▶ [作業指示]: 下に示す緑内障についての文章の続きを、最後の文の後から書いてください。

▶ [対象の文章]:
>>>

緑内障
概要
緑内障は、眼から入ってきた情報を脳に伝達する視神経が眼圧の上昇などの原因で圧迫され、徐々に視野(しや)が狭くなる疾患です。白内障と同様に、加齢とともに患者数は増加しますが、初期には自覚症状が現れにくいことから早期治療が難しい疾患とされてきました。
厚生労働省の研究事業によると、日本人の失明原因の第1位は緑内障で、実に全体の4分の1を占めています。2008年から毎年3月上旬の1週間を「世界緑内障週間」と定め、早期診断・早期治療を促す世界的な啓発活動が続けられています。生活習慣病の早期発見を目的とした特定健診の場面でも、緑内障検診の追加や費用補助を行う自治体が次第に増えてきました。中高年になったら、こうした機会を積極的に利用して、自覚症状がなくても年に1度程度の緑内障検診を習慣にすることが、失明リスクの軽減に向けた大切な心得です。

<<<

▶ [項目の抜粋]:
>>>

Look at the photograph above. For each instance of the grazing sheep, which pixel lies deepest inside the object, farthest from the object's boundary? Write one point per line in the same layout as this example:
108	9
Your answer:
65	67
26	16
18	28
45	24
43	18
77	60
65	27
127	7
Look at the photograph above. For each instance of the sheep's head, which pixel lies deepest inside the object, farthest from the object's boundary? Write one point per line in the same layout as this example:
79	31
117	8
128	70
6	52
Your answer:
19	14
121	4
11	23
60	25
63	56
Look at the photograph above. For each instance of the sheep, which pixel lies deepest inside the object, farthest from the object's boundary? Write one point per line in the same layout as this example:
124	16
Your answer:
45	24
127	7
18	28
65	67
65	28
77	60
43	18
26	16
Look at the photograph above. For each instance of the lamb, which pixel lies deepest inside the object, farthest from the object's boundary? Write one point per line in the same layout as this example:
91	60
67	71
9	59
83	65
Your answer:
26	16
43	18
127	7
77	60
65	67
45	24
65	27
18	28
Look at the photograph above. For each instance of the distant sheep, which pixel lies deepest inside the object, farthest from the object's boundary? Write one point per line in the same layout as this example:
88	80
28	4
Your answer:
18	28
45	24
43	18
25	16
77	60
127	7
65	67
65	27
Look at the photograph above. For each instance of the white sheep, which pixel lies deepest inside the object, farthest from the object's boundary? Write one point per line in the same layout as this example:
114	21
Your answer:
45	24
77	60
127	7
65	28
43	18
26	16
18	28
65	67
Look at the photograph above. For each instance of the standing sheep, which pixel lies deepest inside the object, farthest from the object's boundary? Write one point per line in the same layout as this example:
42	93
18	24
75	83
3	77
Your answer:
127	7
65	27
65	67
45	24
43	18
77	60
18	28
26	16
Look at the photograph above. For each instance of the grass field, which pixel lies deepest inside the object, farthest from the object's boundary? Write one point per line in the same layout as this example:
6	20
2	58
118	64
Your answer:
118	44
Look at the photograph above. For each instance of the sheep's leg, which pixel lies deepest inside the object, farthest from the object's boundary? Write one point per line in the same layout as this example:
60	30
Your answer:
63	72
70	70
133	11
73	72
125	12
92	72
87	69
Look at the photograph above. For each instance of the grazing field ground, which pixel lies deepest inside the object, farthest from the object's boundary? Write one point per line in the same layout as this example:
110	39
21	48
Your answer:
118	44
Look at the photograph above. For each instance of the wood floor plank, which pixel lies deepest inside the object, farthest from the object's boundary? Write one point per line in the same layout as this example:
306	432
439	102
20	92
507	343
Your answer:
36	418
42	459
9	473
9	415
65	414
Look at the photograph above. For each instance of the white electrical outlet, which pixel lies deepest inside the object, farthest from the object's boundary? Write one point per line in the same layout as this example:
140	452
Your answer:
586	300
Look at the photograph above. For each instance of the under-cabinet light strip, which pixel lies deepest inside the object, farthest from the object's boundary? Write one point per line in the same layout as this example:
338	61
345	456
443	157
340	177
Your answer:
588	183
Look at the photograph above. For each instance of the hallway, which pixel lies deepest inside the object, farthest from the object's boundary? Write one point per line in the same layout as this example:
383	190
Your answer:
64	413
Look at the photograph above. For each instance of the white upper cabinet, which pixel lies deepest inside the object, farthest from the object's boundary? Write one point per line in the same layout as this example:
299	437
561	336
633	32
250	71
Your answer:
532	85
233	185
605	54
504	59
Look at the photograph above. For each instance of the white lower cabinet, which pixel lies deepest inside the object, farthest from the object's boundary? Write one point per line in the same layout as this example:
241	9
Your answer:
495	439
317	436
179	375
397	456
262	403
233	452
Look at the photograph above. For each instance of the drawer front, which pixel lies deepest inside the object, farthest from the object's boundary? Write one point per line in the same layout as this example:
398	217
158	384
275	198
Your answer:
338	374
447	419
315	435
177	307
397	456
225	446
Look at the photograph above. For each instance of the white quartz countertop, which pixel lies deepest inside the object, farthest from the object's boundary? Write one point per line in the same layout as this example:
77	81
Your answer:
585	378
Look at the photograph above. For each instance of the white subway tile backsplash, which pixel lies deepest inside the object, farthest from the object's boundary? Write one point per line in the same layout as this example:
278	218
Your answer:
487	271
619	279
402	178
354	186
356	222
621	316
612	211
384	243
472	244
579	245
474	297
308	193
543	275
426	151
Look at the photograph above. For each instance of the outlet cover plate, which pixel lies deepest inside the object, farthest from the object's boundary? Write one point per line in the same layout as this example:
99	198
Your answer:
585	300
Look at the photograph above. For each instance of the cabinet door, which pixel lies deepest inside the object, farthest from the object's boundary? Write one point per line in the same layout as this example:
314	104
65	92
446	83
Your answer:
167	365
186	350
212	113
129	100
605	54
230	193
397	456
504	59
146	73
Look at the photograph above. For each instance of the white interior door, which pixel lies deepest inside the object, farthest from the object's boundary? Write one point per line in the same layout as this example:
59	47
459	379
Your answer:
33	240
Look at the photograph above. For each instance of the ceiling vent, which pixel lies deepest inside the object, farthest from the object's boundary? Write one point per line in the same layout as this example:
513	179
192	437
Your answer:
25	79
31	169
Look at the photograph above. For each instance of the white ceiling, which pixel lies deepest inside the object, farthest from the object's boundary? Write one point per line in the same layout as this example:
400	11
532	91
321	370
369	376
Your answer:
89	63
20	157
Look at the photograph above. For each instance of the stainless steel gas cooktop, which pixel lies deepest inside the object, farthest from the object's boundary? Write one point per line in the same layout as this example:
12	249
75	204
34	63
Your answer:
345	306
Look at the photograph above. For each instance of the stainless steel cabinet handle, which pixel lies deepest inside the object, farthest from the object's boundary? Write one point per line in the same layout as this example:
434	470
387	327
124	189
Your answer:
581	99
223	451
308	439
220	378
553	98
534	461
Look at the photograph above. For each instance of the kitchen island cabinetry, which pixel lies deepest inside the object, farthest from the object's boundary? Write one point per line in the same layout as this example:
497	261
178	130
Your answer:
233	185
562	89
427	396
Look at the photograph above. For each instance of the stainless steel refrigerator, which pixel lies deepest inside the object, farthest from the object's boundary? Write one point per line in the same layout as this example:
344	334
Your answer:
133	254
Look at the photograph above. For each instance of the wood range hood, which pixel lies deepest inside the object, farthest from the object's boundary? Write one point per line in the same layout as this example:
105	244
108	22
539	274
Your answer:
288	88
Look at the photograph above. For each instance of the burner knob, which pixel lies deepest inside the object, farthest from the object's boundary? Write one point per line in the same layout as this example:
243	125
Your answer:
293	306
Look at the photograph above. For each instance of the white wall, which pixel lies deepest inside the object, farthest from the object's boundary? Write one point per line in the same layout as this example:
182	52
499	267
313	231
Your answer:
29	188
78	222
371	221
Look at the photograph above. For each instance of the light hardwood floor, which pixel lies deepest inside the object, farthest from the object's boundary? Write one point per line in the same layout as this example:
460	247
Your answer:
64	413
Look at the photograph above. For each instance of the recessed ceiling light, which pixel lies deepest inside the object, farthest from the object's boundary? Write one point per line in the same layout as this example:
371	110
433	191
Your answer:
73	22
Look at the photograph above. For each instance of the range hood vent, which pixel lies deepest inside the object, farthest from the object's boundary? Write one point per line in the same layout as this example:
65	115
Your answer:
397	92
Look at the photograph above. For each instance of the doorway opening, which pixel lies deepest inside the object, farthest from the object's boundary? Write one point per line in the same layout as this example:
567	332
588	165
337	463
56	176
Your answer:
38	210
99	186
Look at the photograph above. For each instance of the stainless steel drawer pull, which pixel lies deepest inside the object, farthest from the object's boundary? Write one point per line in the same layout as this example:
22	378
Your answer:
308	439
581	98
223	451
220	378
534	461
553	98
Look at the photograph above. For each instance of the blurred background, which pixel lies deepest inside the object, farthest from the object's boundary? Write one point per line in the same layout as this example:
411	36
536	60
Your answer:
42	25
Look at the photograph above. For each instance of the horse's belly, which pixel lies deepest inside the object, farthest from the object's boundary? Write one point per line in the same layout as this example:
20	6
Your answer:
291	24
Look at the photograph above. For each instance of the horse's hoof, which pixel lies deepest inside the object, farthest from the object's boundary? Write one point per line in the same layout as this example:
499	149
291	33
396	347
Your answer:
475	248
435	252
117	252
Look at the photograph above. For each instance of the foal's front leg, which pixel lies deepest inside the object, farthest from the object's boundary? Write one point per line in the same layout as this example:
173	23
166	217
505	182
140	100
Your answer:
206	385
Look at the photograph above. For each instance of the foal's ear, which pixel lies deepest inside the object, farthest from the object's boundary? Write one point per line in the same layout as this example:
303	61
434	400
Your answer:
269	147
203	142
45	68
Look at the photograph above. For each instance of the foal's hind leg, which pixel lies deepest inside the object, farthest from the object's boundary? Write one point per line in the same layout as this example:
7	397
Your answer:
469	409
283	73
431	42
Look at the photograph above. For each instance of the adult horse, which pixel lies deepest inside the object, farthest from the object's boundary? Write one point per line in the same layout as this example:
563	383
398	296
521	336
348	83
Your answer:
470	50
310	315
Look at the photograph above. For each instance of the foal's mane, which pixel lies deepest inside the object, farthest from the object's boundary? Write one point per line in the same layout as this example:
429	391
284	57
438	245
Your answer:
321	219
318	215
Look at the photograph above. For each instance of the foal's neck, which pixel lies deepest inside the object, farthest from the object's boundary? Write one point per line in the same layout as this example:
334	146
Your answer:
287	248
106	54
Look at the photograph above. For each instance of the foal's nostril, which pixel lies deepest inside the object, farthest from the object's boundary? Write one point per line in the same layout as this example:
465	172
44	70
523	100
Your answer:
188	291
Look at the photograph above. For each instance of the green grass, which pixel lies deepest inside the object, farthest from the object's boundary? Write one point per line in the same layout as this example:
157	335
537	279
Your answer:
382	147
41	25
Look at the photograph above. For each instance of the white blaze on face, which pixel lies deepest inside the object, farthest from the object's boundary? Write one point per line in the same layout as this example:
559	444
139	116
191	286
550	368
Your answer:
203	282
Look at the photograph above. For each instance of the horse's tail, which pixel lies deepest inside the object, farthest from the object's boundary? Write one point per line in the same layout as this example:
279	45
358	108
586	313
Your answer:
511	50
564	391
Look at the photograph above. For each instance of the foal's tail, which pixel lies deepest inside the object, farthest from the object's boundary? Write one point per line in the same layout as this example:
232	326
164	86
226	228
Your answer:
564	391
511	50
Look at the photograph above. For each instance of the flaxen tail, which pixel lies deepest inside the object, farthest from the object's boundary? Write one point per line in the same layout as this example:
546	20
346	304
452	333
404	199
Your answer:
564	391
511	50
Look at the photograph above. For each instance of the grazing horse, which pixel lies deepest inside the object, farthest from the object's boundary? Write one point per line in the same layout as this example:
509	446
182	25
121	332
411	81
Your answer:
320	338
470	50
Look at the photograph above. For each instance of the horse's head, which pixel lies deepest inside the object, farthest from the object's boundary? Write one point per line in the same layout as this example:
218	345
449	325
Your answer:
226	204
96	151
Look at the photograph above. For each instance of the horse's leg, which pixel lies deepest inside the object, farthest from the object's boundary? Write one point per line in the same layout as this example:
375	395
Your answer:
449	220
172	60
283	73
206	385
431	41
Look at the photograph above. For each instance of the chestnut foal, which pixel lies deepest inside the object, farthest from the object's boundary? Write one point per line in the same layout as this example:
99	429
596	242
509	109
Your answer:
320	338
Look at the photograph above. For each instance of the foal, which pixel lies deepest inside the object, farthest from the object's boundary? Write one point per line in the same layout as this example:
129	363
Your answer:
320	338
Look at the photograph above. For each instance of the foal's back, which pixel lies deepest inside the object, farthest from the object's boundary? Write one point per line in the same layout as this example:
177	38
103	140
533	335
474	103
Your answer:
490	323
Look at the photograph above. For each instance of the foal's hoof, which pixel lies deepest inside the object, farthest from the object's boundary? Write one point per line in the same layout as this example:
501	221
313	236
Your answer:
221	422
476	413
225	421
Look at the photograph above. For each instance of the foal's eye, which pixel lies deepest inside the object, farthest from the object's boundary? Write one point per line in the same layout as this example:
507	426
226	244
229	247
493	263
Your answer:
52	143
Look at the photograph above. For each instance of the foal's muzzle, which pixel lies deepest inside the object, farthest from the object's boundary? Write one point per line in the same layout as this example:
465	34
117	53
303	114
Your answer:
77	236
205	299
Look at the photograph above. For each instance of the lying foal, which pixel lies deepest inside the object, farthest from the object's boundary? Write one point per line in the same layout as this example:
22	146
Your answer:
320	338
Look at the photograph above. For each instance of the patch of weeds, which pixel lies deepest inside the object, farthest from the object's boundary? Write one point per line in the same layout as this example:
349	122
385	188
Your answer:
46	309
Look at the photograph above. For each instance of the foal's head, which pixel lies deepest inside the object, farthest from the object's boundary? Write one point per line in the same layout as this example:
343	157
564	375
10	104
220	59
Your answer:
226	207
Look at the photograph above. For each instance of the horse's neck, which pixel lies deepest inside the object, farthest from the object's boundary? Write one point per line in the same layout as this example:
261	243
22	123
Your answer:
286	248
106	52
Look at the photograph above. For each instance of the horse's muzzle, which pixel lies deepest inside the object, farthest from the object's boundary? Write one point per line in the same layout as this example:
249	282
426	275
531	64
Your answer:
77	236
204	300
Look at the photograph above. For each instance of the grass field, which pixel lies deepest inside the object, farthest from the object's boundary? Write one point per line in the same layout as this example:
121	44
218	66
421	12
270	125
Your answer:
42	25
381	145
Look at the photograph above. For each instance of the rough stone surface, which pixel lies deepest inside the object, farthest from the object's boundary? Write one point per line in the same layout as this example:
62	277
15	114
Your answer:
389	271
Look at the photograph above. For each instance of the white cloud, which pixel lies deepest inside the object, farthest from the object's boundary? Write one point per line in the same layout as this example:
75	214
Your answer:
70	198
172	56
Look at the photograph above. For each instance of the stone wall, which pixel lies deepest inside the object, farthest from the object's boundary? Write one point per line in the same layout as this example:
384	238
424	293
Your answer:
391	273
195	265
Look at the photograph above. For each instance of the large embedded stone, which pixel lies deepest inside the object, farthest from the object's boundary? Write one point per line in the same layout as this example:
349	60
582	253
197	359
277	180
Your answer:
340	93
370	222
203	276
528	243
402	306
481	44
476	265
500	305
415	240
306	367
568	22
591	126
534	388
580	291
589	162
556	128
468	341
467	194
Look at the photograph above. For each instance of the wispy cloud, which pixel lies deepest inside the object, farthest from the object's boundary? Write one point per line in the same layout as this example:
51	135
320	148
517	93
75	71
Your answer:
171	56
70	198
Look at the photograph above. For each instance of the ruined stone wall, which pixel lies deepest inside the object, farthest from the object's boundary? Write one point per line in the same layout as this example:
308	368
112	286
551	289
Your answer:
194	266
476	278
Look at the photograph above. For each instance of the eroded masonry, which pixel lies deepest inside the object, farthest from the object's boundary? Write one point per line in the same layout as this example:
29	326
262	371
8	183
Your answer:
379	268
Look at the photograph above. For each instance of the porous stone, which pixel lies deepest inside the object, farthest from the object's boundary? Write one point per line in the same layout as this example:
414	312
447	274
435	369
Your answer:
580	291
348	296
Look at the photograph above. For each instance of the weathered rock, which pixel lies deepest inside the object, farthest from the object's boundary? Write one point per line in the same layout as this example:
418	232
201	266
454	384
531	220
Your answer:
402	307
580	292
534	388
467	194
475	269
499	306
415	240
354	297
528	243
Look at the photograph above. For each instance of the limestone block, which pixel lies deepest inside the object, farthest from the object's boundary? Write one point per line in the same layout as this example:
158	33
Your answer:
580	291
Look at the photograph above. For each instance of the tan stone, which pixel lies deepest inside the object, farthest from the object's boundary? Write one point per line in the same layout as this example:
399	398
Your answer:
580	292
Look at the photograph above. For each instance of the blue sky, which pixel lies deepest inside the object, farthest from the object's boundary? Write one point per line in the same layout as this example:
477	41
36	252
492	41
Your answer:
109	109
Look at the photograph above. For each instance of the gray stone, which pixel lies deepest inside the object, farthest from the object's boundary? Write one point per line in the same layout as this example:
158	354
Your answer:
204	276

<<<

▶ [作業の出力]:
原因
緑内障と眼圧の関係性については、比較的多くの人々に知られています。日本人の眼球内圧(眼圧)の正常値は10~21mmHgで、正常域を維持するための鍵となるのが、眼の中を循環する房水(ぼうすい)という液体の流れです。角膜や水晶体などの血管のない組織に栄養を与える役割を担う房水は、眼の中の毛様体(もうようたい)で作られ、虹彩(こうさい)の周りを巡って、隅角(ぐうかく)にあるフィルターを通して静脈へ排出されます。
房水の出口が何らかの原因で閉じてしまったり、狭くなったりすると、眼の中に房水が滞留し、眼圧の上昇を招きます。
緑内障の種類
房水の滞留に起因する緑内障には、「原発開放隅角(げんぱつかいほうぐうかく)緑内障」と「原発閉塞隅角(げんぱつへいそくぐうかく)緑内障」があります。
原発(げんぱつ)とは「ほかの病気によるものではない」という意味で、緑内障の中でもっとも多いのが、原発開放隅角緑内障です。わかりやすく言い換えると、「ほかの病気によるものではなく、房水の流出路となる場所が開放されているように見えるのに発症した緑内障」ということになります。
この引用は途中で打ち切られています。